Rows from a segmentation dataset
** START **

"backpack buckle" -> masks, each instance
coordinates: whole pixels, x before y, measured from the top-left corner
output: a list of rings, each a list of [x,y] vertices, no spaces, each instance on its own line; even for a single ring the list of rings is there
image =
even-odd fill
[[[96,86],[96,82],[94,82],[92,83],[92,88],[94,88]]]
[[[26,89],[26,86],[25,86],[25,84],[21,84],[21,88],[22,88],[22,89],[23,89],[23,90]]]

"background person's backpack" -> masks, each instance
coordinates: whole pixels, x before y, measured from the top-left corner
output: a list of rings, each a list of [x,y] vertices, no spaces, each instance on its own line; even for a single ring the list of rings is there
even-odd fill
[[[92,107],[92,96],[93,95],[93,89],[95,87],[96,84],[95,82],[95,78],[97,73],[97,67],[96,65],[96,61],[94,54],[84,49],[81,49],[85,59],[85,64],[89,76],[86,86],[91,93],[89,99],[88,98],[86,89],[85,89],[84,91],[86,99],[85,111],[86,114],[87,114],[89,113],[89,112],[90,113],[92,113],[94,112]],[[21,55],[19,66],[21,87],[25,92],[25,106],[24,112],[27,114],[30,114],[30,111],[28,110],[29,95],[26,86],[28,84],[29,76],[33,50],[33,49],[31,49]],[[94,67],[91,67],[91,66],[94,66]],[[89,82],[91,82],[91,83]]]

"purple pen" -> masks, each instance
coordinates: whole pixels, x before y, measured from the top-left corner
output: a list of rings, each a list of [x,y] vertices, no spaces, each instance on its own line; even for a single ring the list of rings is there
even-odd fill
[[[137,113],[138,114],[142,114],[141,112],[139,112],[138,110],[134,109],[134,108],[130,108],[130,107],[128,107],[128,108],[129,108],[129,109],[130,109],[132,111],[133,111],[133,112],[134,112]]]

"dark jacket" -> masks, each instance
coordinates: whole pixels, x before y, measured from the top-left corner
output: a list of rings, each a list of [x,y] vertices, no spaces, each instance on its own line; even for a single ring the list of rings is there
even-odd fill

** END **

TASK TO CARRY OUT >>
Pick out each line in the rows above that contains the word "masks".

RESPONSE TO THE EXERCISE >>
"backpack buckle" -> masks, each instance
"background person's backpack" -> masks, each instance
"purple pen" -> masks, each instance
"dark jacket" -> masks, each instance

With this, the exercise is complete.